Source records:
=== Begin Enclosure ===

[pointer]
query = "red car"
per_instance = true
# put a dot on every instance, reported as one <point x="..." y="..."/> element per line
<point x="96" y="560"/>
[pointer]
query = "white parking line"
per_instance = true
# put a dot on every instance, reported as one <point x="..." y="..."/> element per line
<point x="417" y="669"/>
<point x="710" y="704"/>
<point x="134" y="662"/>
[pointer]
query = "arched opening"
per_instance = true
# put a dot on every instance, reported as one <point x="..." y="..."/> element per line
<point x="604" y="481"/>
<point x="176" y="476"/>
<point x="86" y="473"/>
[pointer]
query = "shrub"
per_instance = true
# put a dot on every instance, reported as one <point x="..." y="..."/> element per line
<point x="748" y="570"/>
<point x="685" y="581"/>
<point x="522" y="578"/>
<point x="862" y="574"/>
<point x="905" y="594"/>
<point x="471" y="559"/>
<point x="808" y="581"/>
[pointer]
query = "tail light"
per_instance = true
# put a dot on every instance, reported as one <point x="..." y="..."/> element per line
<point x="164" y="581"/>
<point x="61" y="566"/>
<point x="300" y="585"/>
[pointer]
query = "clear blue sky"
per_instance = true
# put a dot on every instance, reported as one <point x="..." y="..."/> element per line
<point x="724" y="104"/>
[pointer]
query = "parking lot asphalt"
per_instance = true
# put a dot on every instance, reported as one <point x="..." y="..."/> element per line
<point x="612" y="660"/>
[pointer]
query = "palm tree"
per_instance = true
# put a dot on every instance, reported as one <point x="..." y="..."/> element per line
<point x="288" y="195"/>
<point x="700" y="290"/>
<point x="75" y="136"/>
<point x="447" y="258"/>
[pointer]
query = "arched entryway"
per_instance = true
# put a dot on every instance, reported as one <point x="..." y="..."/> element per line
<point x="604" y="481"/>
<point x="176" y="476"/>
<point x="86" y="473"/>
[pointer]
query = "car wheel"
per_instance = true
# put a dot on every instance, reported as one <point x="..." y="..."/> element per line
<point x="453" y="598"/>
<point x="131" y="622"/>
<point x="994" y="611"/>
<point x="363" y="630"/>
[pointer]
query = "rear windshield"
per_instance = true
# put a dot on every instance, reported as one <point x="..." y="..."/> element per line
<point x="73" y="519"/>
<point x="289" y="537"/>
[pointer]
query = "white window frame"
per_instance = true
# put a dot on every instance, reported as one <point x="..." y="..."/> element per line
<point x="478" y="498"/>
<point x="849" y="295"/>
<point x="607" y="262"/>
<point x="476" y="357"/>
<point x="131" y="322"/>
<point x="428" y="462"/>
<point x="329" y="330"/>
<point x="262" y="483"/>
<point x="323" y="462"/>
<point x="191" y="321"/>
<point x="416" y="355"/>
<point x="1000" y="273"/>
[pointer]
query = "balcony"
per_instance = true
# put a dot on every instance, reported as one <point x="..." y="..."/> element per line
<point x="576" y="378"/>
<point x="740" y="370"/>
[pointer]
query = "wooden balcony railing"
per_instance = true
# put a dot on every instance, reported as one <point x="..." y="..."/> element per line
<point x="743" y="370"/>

=== End Enclosure ===

Task to complete:
In this exercise, repeat the entries above verbatim.

Result:
[pointer]
query = "red car"
per_instance = true
# put a dot on every instance, reported as one <point x="..." y="..."/> element per line
<point x="96" y="560"/>
[pointer]
query = "white parking line"
per_instance = true
# put a dot on every instance, reported as one <point x="..." y="..."/> element per line
<point x="417" y="669"/>
<point x="710" y="704"/>
<point x="134" y="662"/>
[pointer]
query = "arched opening"
per_instance = true
# put a dot on every instance, reported as one <point x="..." y="..."/> element per line
<point x="604" y="481"/>
<point x="176" y="476"/>
<point x="86" y="473"/>
[pointer]
query = "shrub"
per_instance = true
# put a dot on every instance, reported as one <point x="..." y="..."/> element per line
<point x="748" y="570"/>
<point x="685" y="581"/>
<point x="522" y="578"/>
<point x="862" y="574"/>
<point x="905" y="594"/>
<point x="471" y="559"/>
<point x="808" y="581"/>
[pointer]
query = "tail light"
per_instance = true
# put a dot on every instance, reported as one <point x="..." y="..."/> element per line
<point x="164" y="581"/>
<point x="61" y="566"/>
<point x="300" y="585"/>
[pointer]
query = "clear blue sky"
per_instance = true
# put a dot on every instance, reported as one <point x="..." y="..."/> element per line
<point x="724" y="104"/>
[pointer]
query = "parking lot asphalt"
per_instance = true
# put a dot on every instance, reported as one <point x="..." y="..."/> element per line
<point x="612" y="660"/>
[pointer]
query = "palm tree"
per_instance = true
# put a dot on every instance, reported as one <point x="..." y="..."/> element per line
<point x="288" y="195"/>
<point x="700" y="290"/>
<point x="75" y="136"/>
<point x="447" y="258"/>
[pointer]
query = "arched entryway"
per_instance = true
# put a dot on every instance, reported as one <point x="..." y="..."/> element per line
<point x="604" y="481"/>
<point x="176" y="476"/>
<point x="86" y="473"/>
[pointer]
query = "car wheel"
per_instance = true
# put a dot on every instance, reported as one <point x="..." y="..."/> element per line
<point x="453" y="598"/>
<point x="131" y="622"/>
<point x="994" y="611"/>
<point x="363" y="630"/>
[pointer]
query = "rear windshield"
per_instance = true
# put a dot on every instance, reported as one <point x="..." y="..."/> element per line
<point x="73" y="519"/>
<point x="289" y="537"/>
[pointer]
query = "white window frame"
per_instance = true
# put a dot on every instance, reported as one <point x="..." y="..."/> element per line
<point x="478" y="498"/>
<point x="849" y="295"/>
<point x="607" y="262"/>
<point x="476" y="357"/>
<point x="131" y="322"/>
<point x="428" y="462"/>
<point x="329" y="330"/>
<point x="262" y="483"/>
<point x="323" y="462"/>
<point x="191" y="321"/>
<point x="416" y="355"/>
<point x="1000" y="273"/>
[pointer]
query = "balcony"
per_instance = true
# put a dot on every instance, reported as one <point x="..." y="..."/> element per line
<point x="576" y="378"/>
<point x="740" y="370"/>
[pointer]
query = "wooden balcony railing"
per_instance = true
# put a dot on every instance, reported as one <point x="..." y="..."/> element per line
<point x="743" y="370"/>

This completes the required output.